# Source text
TNNI3

TNNI3
Available structures
PDBOrtholog search: PDBe RCSB
Identifiers
AliasesTNNI3, CMD1FF, CMD2A, CMH7, RCM1, TNNC1, cTnI, troponin I3, cardiac type
External IDsOMIM: 191044; MGI: 98783; HomoloGene: 309; GeneCards: TNNI3; OMA:TNNI3 - orthologs
Orthologs
SpeciesHumanMouse
Entrez

7137

21954

Ensembl

ENSG00000129991

ENSMUSG00000035458

UniProt

P19429
Q6FGX2

P48787

RefSeq (mRNA)

NM_000363

NM_009406

RefSeq (protein)

NP_000354
NP_000354.4

NP_033432

Location (UCSC)Chr 19: 55.15 – 55.16 MbChr 7: 4.52 – 4.53 Mb
PubMed search[3][4]
Wikidata
View/Edit HumanView/Edit Mouse

Troponin I, cardiac muscle is a protein that in humans is encoded by the TNNI3 gene.[5][6] It is a tissue-specific subtype of troponin I, which in turn is a part of the troponin complex.

The TNNI3 gene encoding cardiac troponin I (cTnI) is located at 19q13.4 in the human chromosomal genome. Human cTnI is a 24 kDa protein consisting of 210 amino acids with isoelectric point (pI) of 9.87. cTnI is exclusively expressed in adult cardiac muscle.[7][8]

Gene evolution

Figure 1: A phylogenetic tree is derived from alignment of amino acid sequences.

cTnI has diverged from the skeletal muscle isoforms of TnI (slow TnI and fast TnI) mainly with a unique N-terminal extension. The amino acid sequence of cTnI is strongly conserved among mammalian species (Fig. 1). On the other hand, the N-terminal extension of cTnI has significantly different structures among mammal, amphibian and fish.[8]

Tissue distribution

TNNI3 is expressed as a heart specific gene.[8] Early embryonic heart expresses solely slow skeletal muscle TnI. cTnI begins to express in mouse heart at approximately embryonic day 10, and the level gradually increases to one-half of the total amount of TnI in the cardiac muscle at birth.[9] cTnI completely replaces slow TnI in the mouse heart approximately 14 days after birth [10]

Protein structure

Based on in vitro structure-function relationship studies, the structure of cTnI can be divided into six functional segments:[11] a) a cardiac-specific N-terminal extension (residue 1–30) that is not present in fast TnI and slow TnI; b) an N-terminal region (residue 42–79) that binds the C domain of TnC; c) a TnT-binding region (residue 80–136); d) the inhibitory peptide (residue 128–147) that interacts with TnC and actin–tropomyosin; e) the switch or triggering region (residue 148–163) that binds the N domain of TnC; and f) the C-terminal mobile domain (residue 164–210) that binds actin–tropomyosin and is the most conserved segment highly similar among isoforms and across species. Partially crystal structure of human troponin has been determined.[12]

Posttranslational modifications

  1. Phosphorylation: cTnI was the first sarcomeric protein identified to be a substrate of PKA.[13] Phosphorylation of cTnI at Ser23/Ser24 under adrenergic stimulation enhances relaxation of cardiac muscle, which is critical to cardiac function especially at fast heart rate. Whereas PKA phosphorylation of Ser23/Ser24 decreases myofilament Ca2+ sensitivity and increases relaxation, phosphorylation of Ser42/Ser44 by PKC increases Ca2+ sensitivity and decreases cardiac muscle relaxation.[14] Ser5/Ser6, Tyr26, Thr31, Ser39, Thr51, Ser77, Thr78, Thr129, Thr143 and Ser150 are also phosphorylation sites in human cTnI.[15]
  2. O-linked GlcNAc modification: Studies on isolated cardiomyocytes found increased levels of O-GlcNAcylation of cardiac proteins in hearts with diabetic dysfunction.[16] Mass spectrometry identified Ser150 of mouse cTnI as an O-GlcNAcylation site, suggesting a potential role in regulating myocardial contractility.

# Excerpted data
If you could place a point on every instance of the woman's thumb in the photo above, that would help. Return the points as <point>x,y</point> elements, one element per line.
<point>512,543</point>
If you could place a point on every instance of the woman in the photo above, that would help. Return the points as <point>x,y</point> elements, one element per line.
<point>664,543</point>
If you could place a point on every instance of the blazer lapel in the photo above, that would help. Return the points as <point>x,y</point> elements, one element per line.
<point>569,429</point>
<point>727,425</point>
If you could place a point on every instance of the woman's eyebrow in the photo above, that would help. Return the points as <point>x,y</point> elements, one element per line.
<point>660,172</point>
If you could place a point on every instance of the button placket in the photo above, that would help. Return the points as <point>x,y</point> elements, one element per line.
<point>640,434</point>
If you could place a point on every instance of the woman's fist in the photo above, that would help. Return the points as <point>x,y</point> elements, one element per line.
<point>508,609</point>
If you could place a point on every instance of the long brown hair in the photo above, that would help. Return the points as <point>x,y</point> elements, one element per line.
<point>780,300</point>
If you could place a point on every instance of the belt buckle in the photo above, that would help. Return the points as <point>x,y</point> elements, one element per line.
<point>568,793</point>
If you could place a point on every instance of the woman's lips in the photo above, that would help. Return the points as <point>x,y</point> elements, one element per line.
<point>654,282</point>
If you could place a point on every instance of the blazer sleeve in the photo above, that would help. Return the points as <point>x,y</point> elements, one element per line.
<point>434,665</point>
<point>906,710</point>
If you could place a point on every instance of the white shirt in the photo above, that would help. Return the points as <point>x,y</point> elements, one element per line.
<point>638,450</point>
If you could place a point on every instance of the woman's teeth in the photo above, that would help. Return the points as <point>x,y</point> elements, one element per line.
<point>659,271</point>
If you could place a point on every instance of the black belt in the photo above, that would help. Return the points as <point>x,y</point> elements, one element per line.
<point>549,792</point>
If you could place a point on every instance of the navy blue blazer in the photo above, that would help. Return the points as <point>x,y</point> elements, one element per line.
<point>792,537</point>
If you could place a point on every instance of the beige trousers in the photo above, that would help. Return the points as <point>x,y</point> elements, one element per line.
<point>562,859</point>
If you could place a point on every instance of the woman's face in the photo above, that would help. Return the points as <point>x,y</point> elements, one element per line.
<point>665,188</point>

# List of tasks
A. In the TNNI3 article, how many amino acids make up human cTnI?
B. Reproduce the passage of the TNNI3 article from "Troponin I, cardiac" to "the troponin complex.".

# Answers given
A. Human cTnI consists of 210 amino acids.

B.
Troponin I, cardiac muscle is a protein that in humans is encoded by the TNNI3 gene.[5][6] It is a tissue-specific subtype of troponin I, which in turn is a part of the troponin complex.